Task brief: Format the records below as a numbered list, one line per entry, with blank lines removed. Omit the pictures from your answer.

* * * * * * * * *

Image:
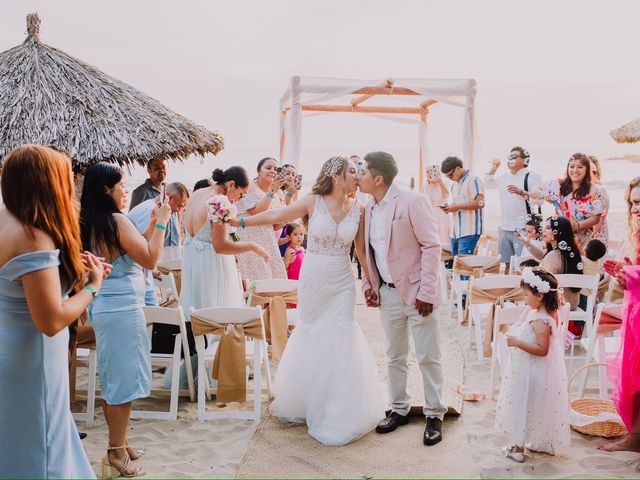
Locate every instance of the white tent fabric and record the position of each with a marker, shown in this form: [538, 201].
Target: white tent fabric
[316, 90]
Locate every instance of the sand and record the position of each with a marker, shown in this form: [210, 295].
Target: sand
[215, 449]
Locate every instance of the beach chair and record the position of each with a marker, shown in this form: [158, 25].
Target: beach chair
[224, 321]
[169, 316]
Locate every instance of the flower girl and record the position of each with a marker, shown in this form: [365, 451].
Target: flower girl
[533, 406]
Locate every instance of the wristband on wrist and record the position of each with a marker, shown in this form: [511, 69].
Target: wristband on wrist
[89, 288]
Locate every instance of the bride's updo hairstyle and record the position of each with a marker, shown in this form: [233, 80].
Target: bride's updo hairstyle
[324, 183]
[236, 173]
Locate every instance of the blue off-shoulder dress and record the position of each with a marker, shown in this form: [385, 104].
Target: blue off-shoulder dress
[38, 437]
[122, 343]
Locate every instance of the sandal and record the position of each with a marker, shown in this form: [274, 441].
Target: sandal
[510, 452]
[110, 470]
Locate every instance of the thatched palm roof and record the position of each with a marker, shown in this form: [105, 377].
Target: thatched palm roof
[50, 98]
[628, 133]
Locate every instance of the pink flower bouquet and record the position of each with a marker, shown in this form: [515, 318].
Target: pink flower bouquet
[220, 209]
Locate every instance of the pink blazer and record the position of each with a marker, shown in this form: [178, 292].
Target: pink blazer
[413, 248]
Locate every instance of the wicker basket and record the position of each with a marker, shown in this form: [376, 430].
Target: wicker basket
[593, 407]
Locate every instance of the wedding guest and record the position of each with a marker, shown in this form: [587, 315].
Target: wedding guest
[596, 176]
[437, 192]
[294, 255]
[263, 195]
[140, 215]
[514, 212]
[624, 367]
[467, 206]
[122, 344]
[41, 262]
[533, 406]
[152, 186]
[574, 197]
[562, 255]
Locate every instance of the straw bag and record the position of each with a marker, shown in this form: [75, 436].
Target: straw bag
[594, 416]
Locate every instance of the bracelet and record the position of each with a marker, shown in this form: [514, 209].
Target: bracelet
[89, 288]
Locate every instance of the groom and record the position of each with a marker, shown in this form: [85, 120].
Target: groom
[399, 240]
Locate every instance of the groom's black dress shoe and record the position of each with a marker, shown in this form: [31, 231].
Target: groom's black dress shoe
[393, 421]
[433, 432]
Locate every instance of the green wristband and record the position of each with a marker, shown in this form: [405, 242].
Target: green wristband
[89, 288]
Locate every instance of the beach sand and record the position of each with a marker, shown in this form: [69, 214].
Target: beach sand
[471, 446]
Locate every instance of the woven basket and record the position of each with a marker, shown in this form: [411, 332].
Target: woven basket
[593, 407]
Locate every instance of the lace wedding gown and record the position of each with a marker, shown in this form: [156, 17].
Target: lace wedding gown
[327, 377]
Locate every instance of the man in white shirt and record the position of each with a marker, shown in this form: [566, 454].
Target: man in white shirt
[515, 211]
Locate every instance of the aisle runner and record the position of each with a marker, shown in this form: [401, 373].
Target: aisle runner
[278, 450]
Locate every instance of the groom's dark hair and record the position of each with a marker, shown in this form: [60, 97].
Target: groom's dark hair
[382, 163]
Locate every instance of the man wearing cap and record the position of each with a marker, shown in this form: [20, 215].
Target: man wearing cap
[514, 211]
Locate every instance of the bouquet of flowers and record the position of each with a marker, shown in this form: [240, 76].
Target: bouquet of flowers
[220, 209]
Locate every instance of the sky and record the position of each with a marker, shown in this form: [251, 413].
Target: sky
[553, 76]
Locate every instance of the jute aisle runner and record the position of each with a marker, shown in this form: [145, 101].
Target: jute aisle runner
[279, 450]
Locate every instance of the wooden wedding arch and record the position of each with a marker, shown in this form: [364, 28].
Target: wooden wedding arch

* * * * * * * * *

Result below:
1. Image:
2. Locate every instance of the white tent fabric and record the position of each with a marker, shown in this form: [538, 201].
3. Target: white tent fabric
4. [316, 90]
5. Locate every instance of the sand and record the position of each with a marker, shown in this form: [210, 295].
6. Target: sand
7. [215, 449]
8. Locate every instance of the beach chair and record the position of each with a marker, shown in this form: [158, 25].
9. Target: beach chair
10. [224, 321]
11. [169, 316]
12. Locate every instance of the flower girl and record the position of each with a marker, shown in this form: [365, 451].
13. Target: flower girl
14. [533, 406]
15. Locate every instance of the wristband on wrist and record the position of each with a marker, shown in this form: [511, 69].
16. Target: wristband on wrist
17. [89, 288]
18. Locate every instance of the bride's updo hairstyle and record the position of each with a marker, shown in this form: [233, 80].
19. Target: bride's updo hairstyle
20. [324, 183]
21. [236, 173]
22. Locate every instance of the blue off-shoulder dress and record the position of each with a marker, shown in this form: [385, 104].
23. Target: blue off-shoulder dress
24. [38, 437]
25. [122, 343]
26. Locate every instance of the sandal and record the position of each with a marker, shown in this form: [274, 441].
27. Target: sandal
28. [510, 452]
29. [110, 470]
30. Locate every instance of the thatched palm roof and record the position of each with a marker, shown in this form: [105, 377].
31. Target: thatched palm roof
32. [50, 98]
33. [628, 133]
34. Locate every instance of the pink flower bouquet and record the position of each with a marker, shown in this form: [515, 318].
35. Target: pink flower bouquet
36. [220, 209]
37. Locate every instance of the pink blazer and record the position of each with a marker, shown in this form: [178, 292].
38. Target: pink blazer
39. [413, 248]
40. Locate every instance of the wicker basket and record the position of each with a marker, shown in this form: [376, 430].
41. Target: wicker basket
42. [593, 407]
43. Locate every instance of the wedding guest and record the position of each with a marker, shown in this form: [587, 315].
44. Target: wedding guest
45. [596, 176]
46. [437, 192]
47. [294, 255]
48. [263, 195]
49. [140, 215]
50. [514, 212]
51. [624, 367]
52. [467, 206]
53. [122, 344]
54. [41, 262]
55. [533, 406]
56. [152, 186]
57. [574, 197]
58. [562, 255]
59. Locate every instance of the straw bag and record the position of each with a marker, shown in this form: [75, 436].
60. Target: straw bag
61. [594, 416]
62. Locate every instance of the bracelet and record the position of each with a marker, shown in this form: [514, 209].
63. Target: bracelet
64. [89, 288]
65. Locate every instance of the groom and record the position of each with a marker, shown in this form: [85, 120].
66. Target: groom
67. [399, 240]
68. Locate every instance of the groom's black dress shoe and record the position of each with a marker, shown in this form: [31, 231].
69. Target: groom's black dress shoe
70. [393, 421]
71. [433, 432]
72. Locate every instance of the green wristband and record the position of each with a marker, shown in this form: [405, 242].
73. Target: green wristband
74. [89, 288]
75. Locate every instance of the beach sand and record the position of each with a marker, shown in this form: [69, 214].
76. Target: beach sand
77. [471, 446]
78. Locate every instance of the woven basket and record the position of each with a marker, shown in this form: [411, 332].
79. Target: woven basket
80. [593, 407]
81. Locate every instance of the lace wedding gown and record the position of each with a marker, shown in this form: [156, 17].
82. Target: lace wedding gown
83. [327, 377]
84. Locate every instance of the man in white shirt and record the position of each with a marker, shown in this form: [566, 454].
85. Target: man in white shirt
86. [515, 211]
87. Locate every instance of the aisle runner and record the position of each with a marker, shown in this form: [401, 373].
88. Target: aisle runner
89. [278, 450]
90. Locate every instance of the groom's dark hair and record the position of each with a marker, shown in this form: [60, 97].
91. Target: groom's dark hair
92. [382, 163]
93. Locate every instance of the man wearing cap and record the position of each with a marker, shown in this form: [20, 215].
94. Target: man wearing cap
95. [514, 211]
96. Locate every instance of the bouquet of flowers and record the position of each with a marker, shown in this form: [240, 76].
97. Target: bouquet of flowers
98. [220, 209]
99. Locate every instance of the sky and record the position of each with a marker, shown in this form: [251, 413].
100. Target: sky
101. [553, 76]
102. Locate every instance of the jute aisle runner and record the position of each with a marker, shown in this form: [145, 101].
103. Target: jute aisle runner
104. [279, 450]
105. Locate every instance of the wooden wedding arch and record the position of each with a marker, shown in this form: [364, 28].
106. Target: wooden wedding arch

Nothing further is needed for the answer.